Required work »
Could you copy out the data again, requests included, beginning at the line that has "find ocean water" and stopping at the end of the data, and shift every answer box coordinate by adding 17? Leave the pictures out.

---- Data supplied

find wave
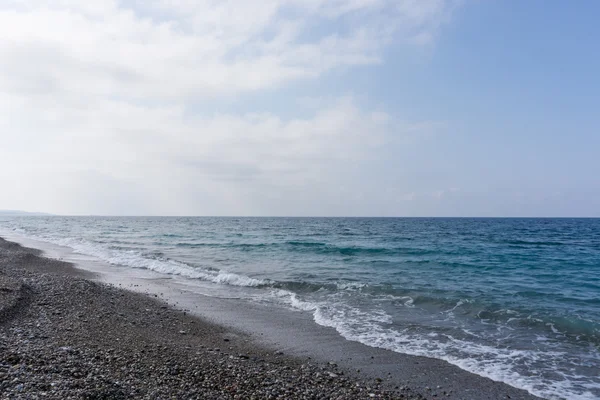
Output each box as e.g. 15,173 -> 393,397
274,290 -> 600,400
2,235 -> 268,287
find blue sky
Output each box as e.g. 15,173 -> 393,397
0,0 -> 600,216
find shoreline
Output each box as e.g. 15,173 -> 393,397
0,239 -> 537,399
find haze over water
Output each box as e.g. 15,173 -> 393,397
0,217 -> 600,399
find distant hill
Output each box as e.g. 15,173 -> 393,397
0,210 -> 52,217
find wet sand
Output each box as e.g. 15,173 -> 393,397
0,239 -> 535,399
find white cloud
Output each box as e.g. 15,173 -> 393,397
0,0 -> 460,100
0,0 -> 455,214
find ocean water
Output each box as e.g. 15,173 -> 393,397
0,217 -> 600,399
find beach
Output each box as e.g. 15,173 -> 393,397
0,240 -> 535,399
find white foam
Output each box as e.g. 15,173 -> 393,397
2,232 -> 268,287
276,290 -> 598,400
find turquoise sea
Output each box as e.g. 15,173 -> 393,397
0,216 -> 600,399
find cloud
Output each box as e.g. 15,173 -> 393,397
0,0 -> 456,214
0,0 -> 458,101
0,92 -> 440,214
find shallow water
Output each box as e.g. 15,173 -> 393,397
0,217 -> 600,399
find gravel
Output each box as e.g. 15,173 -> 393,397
0,239 -> 424,399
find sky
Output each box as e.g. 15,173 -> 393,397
0,0 -> 600,217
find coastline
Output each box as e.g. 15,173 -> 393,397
0,239 -> 537,399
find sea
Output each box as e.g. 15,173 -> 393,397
0,216 -> 600,399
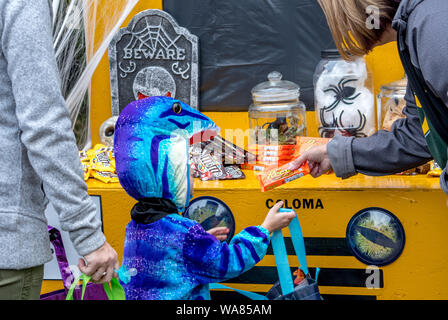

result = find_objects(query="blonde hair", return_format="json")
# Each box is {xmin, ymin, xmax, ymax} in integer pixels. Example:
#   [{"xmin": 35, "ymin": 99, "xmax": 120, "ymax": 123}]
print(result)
[{"xmin": 317, "ymin": 0, "xmax": 400, "ymax": 60}]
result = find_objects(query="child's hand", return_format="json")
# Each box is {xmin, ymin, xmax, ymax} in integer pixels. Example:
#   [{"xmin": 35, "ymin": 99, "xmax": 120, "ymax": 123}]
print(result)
[
  {"xmin": 207, "ymin": 227, "xmax": 230, "ymax": 241},
  {"xmin": 261, "ymin": 201, "xmax": 296, "ymax": 233}
]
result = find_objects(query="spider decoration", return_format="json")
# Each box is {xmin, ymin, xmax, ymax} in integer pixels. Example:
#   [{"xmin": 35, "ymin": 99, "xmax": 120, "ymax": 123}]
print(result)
[
  {"xmin": 339, "ymin": 110, "xmax": 367, "ymax": 138},
  {"xmin": 324, "ymin": 78, "xmax": 361, "ymax": 111}
]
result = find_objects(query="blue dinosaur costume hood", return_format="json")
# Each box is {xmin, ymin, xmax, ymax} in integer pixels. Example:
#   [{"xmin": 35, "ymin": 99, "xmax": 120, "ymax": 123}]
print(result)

--------

Result below »
find ocean water
Output each box as e.g. 15,173 -> 393,397
17,234 -> 617,416
find beach
Output each box as e.g. 15,173 -> 393,397
17,257 -> 552,416
find white foam
Output each box as e.g. 15,173 -> 393,397
19,249 -> 285,304
293,307 -> 615,417
find turquoise sea
Output each box as e.g. 15,173 -> 393,397
17,233 -> 617,416
find cloud
Output each box as e.g. 15,173 -> 393,397
17,17 -> 473,231
17,17 -> 475,118
17,109 -> 457,231
find shallow water
Output each box as e.g. 15,173 -> 393,397
17,234 -> 617,416
find gravel
Output each box as e.g. 15,173 -> 393,397
17,256 -> 441,416
find sky
Output each box as e.g. 15,173 -> 393,397
17,17 -> 617,234
find coastline
Output each box as e.g. 15,173 -> 393,397
17,256 -> 554,416
find sea
Output each box as e.g. 15,173 -> 393,397
17,233 -> 617,416

result = find_objects(query="blonde hair", return_format="json")
# Each box is {xmin, ymin, xmax, ymax} in integer pixels. Example:
#   [{"xmin": 35, "ymin": 99, "xmax": 120, "ymax": 123}]
print(result)
[{"xmin": 334, "ymin": 17, "xmax": 417, "ymax": 77}]
result = find_objects(query="child's hand", return_format="json")
# Each box is {xmin, ymin, xmax, ymax} in integer pixels. Example:
#   [{"xmin": 35, "ymin": 99, "xmax": 120, "ymax": 123}]
print(result)
[
  {"xmin": 224, "ymin": 244, "xmax": 247, "ymax": 258},
  {"xmin": 278, "ymin": 218, "xmax": 313, "ymax": 250}
]
result = find_objects(query="spider decoration", return_format="json")
# Each box is {xmin, ymin, xmax, ymax} in integer pixels. Example:
#   [{"xmin": 35, "ymin": 99, "xmax": 120, "ymax": 123}]
print(result)
[
  {"xmin": 356, "ymin": 127, "xmax": 384, "ymax": 155},
  {"xmin": 341, "ymin": 95, "xmax": 378, "ymax": 128}
]
result = find_objects(query="blue dinosaur costume hood", return_format="json")
# Each box is {xmin, ymin, xmax, ymax} in integer pixels. Example:
#   [{"xmin": 35, "ymin": 99, "xmax": 120, "ymax": 123}]
print(result)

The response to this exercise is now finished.